WHAT THE TASK ASKS
The full set of records needs to be retyped exactly.

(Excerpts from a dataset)
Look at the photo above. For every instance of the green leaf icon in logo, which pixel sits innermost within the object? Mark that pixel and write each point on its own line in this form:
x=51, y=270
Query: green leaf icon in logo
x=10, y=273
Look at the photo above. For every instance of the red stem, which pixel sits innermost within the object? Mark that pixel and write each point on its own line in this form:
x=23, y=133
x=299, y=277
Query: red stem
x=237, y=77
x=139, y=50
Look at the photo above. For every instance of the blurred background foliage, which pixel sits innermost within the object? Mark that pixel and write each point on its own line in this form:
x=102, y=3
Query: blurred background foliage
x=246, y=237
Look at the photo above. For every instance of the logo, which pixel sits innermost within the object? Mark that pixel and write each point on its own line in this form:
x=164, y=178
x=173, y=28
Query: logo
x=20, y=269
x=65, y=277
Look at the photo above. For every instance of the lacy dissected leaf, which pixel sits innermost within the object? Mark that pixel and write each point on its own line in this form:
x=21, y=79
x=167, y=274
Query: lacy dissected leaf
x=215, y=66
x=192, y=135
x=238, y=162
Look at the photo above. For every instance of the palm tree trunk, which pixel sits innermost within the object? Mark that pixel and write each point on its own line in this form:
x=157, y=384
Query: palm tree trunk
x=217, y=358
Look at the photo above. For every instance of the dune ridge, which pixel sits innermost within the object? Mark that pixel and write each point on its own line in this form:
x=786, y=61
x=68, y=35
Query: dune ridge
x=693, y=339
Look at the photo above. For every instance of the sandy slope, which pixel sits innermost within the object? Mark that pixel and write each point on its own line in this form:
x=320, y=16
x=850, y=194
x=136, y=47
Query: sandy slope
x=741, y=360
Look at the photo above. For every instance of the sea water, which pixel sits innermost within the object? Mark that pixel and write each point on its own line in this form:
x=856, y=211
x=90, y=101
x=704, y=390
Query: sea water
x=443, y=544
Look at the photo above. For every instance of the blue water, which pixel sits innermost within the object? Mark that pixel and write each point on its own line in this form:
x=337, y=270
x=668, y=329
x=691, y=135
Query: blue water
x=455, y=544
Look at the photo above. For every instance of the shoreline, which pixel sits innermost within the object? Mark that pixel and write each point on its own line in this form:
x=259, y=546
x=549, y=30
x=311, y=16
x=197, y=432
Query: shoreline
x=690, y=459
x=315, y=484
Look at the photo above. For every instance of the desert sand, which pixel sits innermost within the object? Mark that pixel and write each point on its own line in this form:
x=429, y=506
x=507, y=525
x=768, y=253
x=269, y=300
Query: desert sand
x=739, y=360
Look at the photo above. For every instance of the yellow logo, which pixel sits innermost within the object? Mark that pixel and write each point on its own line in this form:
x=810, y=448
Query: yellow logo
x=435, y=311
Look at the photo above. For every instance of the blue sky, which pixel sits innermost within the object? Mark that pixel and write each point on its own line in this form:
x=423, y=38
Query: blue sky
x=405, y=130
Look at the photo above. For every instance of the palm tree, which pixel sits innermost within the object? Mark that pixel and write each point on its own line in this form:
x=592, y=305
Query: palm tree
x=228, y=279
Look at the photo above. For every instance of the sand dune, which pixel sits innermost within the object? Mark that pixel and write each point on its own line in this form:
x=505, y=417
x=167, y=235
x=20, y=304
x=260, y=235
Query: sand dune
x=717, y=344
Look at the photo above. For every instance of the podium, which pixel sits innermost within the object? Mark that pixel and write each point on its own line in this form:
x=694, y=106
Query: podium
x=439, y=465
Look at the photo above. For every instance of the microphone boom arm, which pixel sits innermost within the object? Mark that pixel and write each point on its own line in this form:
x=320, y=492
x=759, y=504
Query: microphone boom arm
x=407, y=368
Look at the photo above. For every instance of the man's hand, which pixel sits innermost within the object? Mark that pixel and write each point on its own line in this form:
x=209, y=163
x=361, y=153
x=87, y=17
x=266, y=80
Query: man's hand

TASK ANSWER
Look at the photo above. For every instance of the green leaf icon in logo, which pixel sits innermost within the object? Mark that pixel and write each point on its own line in this form:
x=51, y=270
Query: green leaf icon in logo
x=10, y=273
Look at the photo above. For every instance of the red stem, which pixel sits innermost within the object? Mark that pixel and write each point on its own line in this form:
x=23, y=133
x=299, y=277
Query: red stem
x=237, y=77
x=139, y=50
Look at the photo above. For every instance of the blurred background foliage, which pixel sits innermost within the object? Mark that pixel and write each point on its own line in this form:
x=102, y=3
Query: blurred background foliage
x=246, y=237
Look at the photo above. For every instance of the logo, which pixel sits innermost within the object? Mark that pixel and write each point on its own line in this form:
x=164, y=178
x=173, y=28
Query: logo
x=20, y=269
x=65, y=277
Look at the photo above. For every instance of the lacy dissected leaf, which pixel sits innermost within the object? Mark that pixel and write each point on its own line in this form:
x=21, y=79
x=167, y=274
Query: lacy dissected leaf
x=215, y=66
x=192, y=135
x=238, y=162
Look at the photo above. For every instance of the palm tree trunk, which pixel sits innermost within the object? Mark that pixel and write each point on its own line in this form:
x=157, y=384
Query: palm tree trunk
x=217, y=358
Look at the photo above. For every instance of the dune ridge, which pixel sits innermost within the object? Mark that pixel and write each point on its own line in this form:
x=786, y=61
x=68, y=35
Query: dune ridge
x=693, y=339
Look at the photo above. For every instance of the sandy slope, which pixel sits innermost within the object? Mark that pixel and write each point on its own line in this form:
x=320, y=16
x=850, y=194
x=136, y=47
Query: sandy slope
x=741, y=360
Look at the photo above. For every instance of the sea water, which pixel sits innermost within the object? Mark that pixel and write each point on its own line in this form:
x=856, y=211
x=90, y=101
x=704, y=390
Query: sea water
x=443, y=544
Look at the photo above. For every instance of the blue water, which pixel sits innermost within the object? Mark that pixel and write each point on its own line in this form:
x=337, y=270
x=668, y=329
x=691, y=135
Query: blue water
x=455, y=544
Look at the photo above. For every instance of the shoreline, which pixel sits innermost within the object? Mark that pixel and write each point on its own line in this form:
x=259, y=546
x=549, y=30
x=311, y=16
x=197, y=432
Query: shoreline
x=690, y=459
x=315, y=484
Look at the photo above. For every instance of the desert sand, which pixel sits innermost within the object? Mark that pixel and write each point on its own line in this form:
x=429, y=506
x=507, y=525
x=768, y=253
x=269, y=300
Query: desert sand
x=739, y=360
Look at the photo above. For every instance of the yellow logo, which pixel sits innermost within the object? Mark that pixel and write each point on its own line in this form:
x=810, y=448
Query: yellow logo
x=435, y=311
Look at the photo above. For every instance of the blue sky, which pixel sits innermost within the object? Mark that pixel and write each point on its own line in this form:
x=423, y=38
Query: blue sky
x=405, y=130
Look at the photo above. For every instance of the palm tree, which pixel sits innermost within the object? Mark that pixel and write each point on its own line in this form:
x=592, y=305
Query: palm tree
x=228, y=279
Look at the photo above. For every instance of the sand dune, which pixel sits innermost within the object? Mark that pixel and write each point on its own line in this form:
x=505, y=417
x=167, y=235
x=20, y=304
x=260, y=235
Query: sand dune
x=717, y=344
Look at the photo above. For every instance of the podium, which pixel sits innermost within the object? Mark that pixel and write each point on its own line in this form:
x=694, y=106
Query: podium
x=439, y=465
Look at the photo above. For every instance of the microphone boom arm, which pixel sits innermost within the object? Mark that pixel and write each point on its own line in this form:
x=320, y=492
x=759, y=504
Query: microphone boom arm
x=407, y=368
Look at the photo above. For every instance of the man's hand, which pixel sits innermost within the object? Mark that pixel and write each point on its own line in this form:
x=209, y=163
x=361, y=153
x=87, y=17
x=266, y=80
Query: man's hand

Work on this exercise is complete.